EXERCISE INSTRUCTIONS.
Make an exact copy of the entries below.

....

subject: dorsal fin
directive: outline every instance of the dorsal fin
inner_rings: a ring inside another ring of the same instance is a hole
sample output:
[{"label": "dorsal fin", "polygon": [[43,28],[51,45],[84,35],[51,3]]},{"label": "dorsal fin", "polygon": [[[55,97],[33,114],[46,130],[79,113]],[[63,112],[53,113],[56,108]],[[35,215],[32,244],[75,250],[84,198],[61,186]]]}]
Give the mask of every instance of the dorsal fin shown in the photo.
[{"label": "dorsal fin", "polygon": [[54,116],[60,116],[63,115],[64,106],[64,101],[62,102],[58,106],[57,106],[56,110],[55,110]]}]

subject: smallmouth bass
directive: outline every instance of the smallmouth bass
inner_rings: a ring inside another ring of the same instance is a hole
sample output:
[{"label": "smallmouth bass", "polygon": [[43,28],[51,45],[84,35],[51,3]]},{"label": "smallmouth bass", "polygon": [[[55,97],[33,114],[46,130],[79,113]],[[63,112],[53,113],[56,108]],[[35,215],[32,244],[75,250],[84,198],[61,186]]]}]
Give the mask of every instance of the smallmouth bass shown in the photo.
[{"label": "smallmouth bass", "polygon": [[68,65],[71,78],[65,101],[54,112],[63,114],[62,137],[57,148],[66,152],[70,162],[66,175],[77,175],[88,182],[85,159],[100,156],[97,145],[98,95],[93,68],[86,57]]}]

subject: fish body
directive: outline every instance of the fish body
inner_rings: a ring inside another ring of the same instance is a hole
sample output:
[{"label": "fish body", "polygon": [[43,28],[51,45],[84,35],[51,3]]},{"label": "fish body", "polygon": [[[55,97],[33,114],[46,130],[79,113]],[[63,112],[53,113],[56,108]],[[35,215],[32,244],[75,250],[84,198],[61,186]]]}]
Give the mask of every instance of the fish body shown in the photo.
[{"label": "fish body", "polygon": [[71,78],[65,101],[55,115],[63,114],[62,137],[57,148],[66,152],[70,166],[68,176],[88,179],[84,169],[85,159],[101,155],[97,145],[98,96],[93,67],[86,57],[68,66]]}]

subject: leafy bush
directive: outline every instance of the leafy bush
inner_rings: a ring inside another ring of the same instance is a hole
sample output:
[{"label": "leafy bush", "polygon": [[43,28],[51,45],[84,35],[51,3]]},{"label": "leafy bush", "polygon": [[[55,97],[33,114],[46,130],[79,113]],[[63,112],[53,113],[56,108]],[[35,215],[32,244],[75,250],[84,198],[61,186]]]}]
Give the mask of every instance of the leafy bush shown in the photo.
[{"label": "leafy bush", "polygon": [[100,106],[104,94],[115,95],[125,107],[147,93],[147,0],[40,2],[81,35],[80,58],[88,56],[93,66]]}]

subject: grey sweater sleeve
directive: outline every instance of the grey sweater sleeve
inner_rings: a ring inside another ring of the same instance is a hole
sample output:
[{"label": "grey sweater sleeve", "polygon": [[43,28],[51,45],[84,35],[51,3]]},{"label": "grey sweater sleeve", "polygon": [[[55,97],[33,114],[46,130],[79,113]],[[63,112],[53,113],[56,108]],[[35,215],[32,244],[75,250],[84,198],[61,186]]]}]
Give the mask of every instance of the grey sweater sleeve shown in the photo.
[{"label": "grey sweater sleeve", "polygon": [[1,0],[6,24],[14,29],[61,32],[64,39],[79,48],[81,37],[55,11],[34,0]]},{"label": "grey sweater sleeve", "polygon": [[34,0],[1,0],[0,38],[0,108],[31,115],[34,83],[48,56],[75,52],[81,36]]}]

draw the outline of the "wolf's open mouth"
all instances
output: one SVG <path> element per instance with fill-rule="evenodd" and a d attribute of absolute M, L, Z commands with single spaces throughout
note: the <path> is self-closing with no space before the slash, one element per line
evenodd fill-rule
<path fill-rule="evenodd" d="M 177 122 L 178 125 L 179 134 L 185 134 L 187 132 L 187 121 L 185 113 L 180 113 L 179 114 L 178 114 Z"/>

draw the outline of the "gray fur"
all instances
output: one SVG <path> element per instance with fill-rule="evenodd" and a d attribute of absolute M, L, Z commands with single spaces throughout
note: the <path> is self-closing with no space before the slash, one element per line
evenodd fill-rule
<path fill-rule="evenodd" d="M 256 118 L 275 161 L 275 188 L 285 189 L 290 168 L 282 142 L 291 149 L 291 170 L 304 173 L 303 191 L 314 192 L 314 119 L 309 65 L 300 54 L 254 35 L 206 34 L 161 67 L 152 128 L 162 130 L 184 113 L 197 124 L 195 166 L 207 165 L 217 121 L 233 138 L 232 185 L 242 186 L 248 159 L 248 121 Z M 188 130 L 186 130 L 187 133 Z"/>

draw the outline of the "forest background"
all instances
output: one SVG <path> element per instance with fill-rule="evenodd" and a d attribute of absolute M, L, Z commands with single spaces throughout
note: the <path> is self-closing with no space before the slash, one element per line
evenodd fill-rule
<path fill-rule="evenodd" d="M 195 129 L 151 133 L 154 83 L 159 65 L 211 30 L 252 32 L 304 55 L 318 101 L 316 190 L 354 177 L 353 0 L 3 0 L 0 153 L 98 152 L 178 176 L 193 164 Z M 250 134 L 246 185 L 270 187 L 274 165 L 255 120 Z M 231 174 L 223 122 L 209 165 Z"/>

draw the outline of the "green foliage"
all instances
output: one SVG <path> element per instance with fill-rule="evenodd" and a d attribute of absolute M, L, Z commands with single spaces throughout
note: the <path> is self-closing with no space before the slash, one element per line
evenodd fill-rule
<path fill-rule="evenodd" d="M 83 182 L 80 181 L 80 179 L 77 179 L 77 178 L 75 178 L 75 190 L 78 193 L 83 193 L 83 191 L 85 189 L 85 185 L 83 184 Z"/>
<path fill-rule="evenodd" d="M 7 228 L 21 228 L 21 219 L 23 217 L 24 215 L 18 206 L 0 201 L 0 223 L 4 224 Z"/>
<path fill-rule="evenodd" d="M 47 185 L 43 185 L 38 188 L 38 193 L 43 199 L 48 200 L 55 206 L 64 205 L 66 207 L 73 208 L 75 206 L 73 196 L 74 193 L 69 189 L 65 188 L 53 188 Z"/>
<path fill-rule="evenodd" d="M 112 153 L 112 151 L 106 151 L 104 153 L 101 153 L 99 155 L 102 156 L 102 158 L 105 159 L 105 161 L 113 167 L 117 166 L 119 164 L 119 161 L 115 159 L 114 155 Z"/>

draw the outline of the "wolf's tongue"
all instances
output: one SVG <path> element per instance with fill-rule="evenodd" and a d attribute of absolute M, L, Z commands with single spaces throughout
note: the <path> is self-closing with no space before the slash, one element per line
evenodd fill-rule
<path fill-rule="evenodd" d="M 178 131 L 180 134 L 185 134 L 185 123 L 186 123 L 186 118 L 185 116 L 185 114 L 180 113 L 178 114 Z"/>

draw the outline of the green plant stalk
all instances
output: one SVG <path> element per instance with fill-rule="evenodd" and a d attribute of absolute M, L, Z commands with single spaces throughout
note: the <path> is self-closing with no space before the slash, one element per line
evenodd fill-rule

....

RESULT.
subject: dorsal fin
directive: outline every instance of the dorsal fin
inner_rings: a ring inside another ring of the same instance is a hole
sample output:
[{"label": "dorsal fin", "polygon": [[43,28],[51,45],[84,35],[51,3]]},{"label": "dorsal fin", "polygon": [[[55,97],[33,114],[46,130],[79,113]],[[63,112],[53,113],[56,108]],[[35,215],[32,244],[75,250],[84,198],[61,186]]]}]
Give the mask of every instance of the dorsal fin shown in the photo.
[{"label": "dorsal fin", "polygon": [[54,116],[60,116],[63,115],[64,106],[64,101],[62,102],[58,106],[57,106],[56,110],[55,110]]}]

subject: smallmouth bass
directive: outline every instance of the smallmouth bass
inner_rings: a ring inside another ring of the same instance is a hole
sample output:
[{"label": "smallmouth bass", "polygon": [[43,28],[51,45],[84,35],[51,3]]},{"label": "smallmouth bass", "polygon": [[[55,97],[33,114],[46,130],[79,113]],[[63,112],[53,113],[56,108]],[[35,215],[32,244],[75,250],[84,198],[61,186]]]}]
Give the mask of every instance of the smallmouth bass shown in the photo.
[{"label": "smallmouth bass", "polygon": [[68,65],[71,78],[65,101],[54,112],[63,114],[62,137],[57,148],[66,152],[70,162],[66,175],[77,175],[88,182],[85,159],[100,156],[97,145],[98,95],[93,68],[86,57]]}]

subject: fish body
directive: outline every instance of the fish body
inner_rings: a ring inside another ring of the same instance is a hole
sample output:
[{"label": "fish body", "polygon": [[43,28],[51,45],[84,35],[51,3]]},{"label": "fish body", "polygon": [[[55,97],[33,114],[46,130],[79,113]],[[63,112],[53,113],[56,108]],[[35,215],[32,244],[75,250],[84,198],[61,186]]]}]
Give the mask of every instance of the fish body shown in the photo.
[{"label": "fish body", "polygon": [[71,78],[65,101],[55,115],[63,114],[62,137],[57,148],[66,152],[70,166],[68,176],[88,179],[84,169],[85,159],[101,155],[97,145],[98,96],[93,67],[86,57],[68,66]]}]

subject: leafy bush
directive: outline every instance of the leafy bush
inner_rings: a ring inside another ring of the same instance is a hole
sample output:
[{"label": "leafy bush", "polygon": [[43,28],[51,45],[84,35],[51,3]]},{"label": "leafy bush", "polygon": [[[55,97],[33,114],[46,130],[79,113]],[[63,112],[53,113],[56,108]],[[35,215],[32,244],[75,250],[84,198],[61,186]]]}]
Give the mask of every instance of the leafy bush shown in the photo.
[{"label": "leafy bush", "polygon": [[100,106],[104,94],[115,95],[125,107],[147,93],[147,0],[40,2],[81,35],[80,58],[88,56],[93,66]]}]

subject: grey sweater sleeve
directive: outline every instance of the grey sweater sleeve
inner_rings: a ring inside another ring of the same instance is a hole
sample output:
[{"label": "grey sweater sleeve", "polygon": [[43,28],[51,45],[84,35],[51,3]]},{"label": "grey sweater sleeve", "polygon": [[[55,97],[33,114],[46,130],[79,113]],[[63,112],[53,113],[56,108]],[[35,215],[32,244],[75,250],[84,198],[61,186]]]}]
Give the mask of every instance of the grey sweater sleeve shown in the photo.
[{"label": "grey sweater sleeve", "polygon": [[1,0],[6,24],[14,29],[61,32],[64,39],[79,48],[81,37],[55,11],[34,0]]},{"label": "grey sweater sleeve", "polygon": [[34,0],[1,0],[0,38],[0,108],[31,115],[34,83],[48,56],[75,52],[81,36]]}]

draw the outline of the "wolf's open mouth"
all instances
output: one SVG <path> element per instance with fill-rule="evenodd" and a d attribute of absolute M, L, Z commands with single spaces throughout
note: the <path> is self-closing with no space before the slash, one element per line
evenodd fill-rule
<path fill-rule="evenodd" d="M 177 122 L 178 125 L 179 134 L 185 134 L 187 132 L 187 121 L 185 113 L 180 113 L 179 114 L 178 114 Z"/>

draw the outline of the "gray fur"
all instances
output: one SVG <path> element per instance with fill-rule="evenodd" and a d attribute of absolute M, L, Z commands with single spaces throughout
note: the <path> is self-closing with no space before the slash, one element per line
evenodd fill-rule
<path fill-rule="evenodd" d="M 256 118 L 275 161 L 275 188 L 285 189 L 290 168 L 282 142 L 291 149 L 291 170 L 304 173 L 303 191 L 314 192 L 314 119 L 309 65 L 300 54 L 254 35 L 206 34 L 161 67 L 152 128 L 162 130 L 184 113 L 197 124 L 195 166 L 207 165 L 217 121 L 233 138 L 232 185 L 242 186 L 248 159 L 248 121 Z M 188 130 L 186 130 L 187 133 Z"/>

draw the outline of the "forest background"
all instances
output: one SVG <path> element per instance with fill-rule="evenodd" and a d attribute of absolute M, L, Z commands with single spaces throughout
note: the <path> is self-closing with no space before the slash, one element per line
evenodd fill-rule
<path fill-rule="evenodd" d="M 195 129 L 151 133 L 154 83 L 159 65 L 211 30 L 252 32 L 304 55 L 318 101 L 316 190 L 354 177 L 353 0 L 3 0 L 0 153 L 98 152 L 178 176 L 193 164 Z M 250 134 L 246 185 L 270 187 L 274 165 L 255 120 Z M 231 174 L 223 122 L 209 165 Z"/>

draw the outline of the "green foliage"
all instances
output: one SVG <path> element per instance with fill-rule="evenodd" and a d attribute of absolute M, L, Z commands with single spaces throughout
note: the <path> is self-closing with no space before the slash, one element per line
evenodd fill-rule
<path fill-rule="evenodd" d="M 83 182 L 80 181 L 80 179 L 77 179 L 77 178 L 75 178 L 75 190 L 78 193 L 83 193 L 83 191 L 85 189 L 85 185 L 83 184 Z"/>
<path fill-rule="evenodd" d="M 7 228 L 21 228 L 21 219 L 23 217 L 24 215 L 18 206 L 0 201 L 0 223 L 4 224 Z"/>
<path fill-rule="evenodd" d="M 47 185 L 43 185 L 38 188 L 38 193 L 43 199 L 48 200 L 55 206 L 64 205 L 66 207 L 73 208 L 75 206 L 73 196 L 74 193 L 69 189 L 65 188 L 53 188 Z"/>
<path fill-rule="evenodd" d="M 112 153 L 112 151 L 106 151 L 104 153 L 101 153 L 99 155 L 102 156 L 102 158 L 105 159 L 105 161 L 113 167 L 117 166 L 119 164 L 119 161 L 115 159 L 114 155 Z"/>

draw the outline of the "wolf's tongue"
all instances
output: one SVG <path> element per instance with fill-rule="evenodd" and a d attribute of absolute M, L, Z commands with single spaces throughout
note: the <path> is self-closing with no space before the slash, one element per line
evenodd fill-rule
<path fill-rule="evenodd" d="M 178 131 L 180 134 L 185 134 L 185 123 L 186 123 L 186 118 L 185 116 L 185 114 L 180 113 L 178 114 Z"/>

draw the outline of the green plant stalk
all instances
output: one SVG <path> element per instance with fill-rule="evenodd" and a d attribute of absolute M, L, Z commands with single spaces throughout
note: the <path> is self-closing with no space before the slash, one element per line
evenodd fill-rule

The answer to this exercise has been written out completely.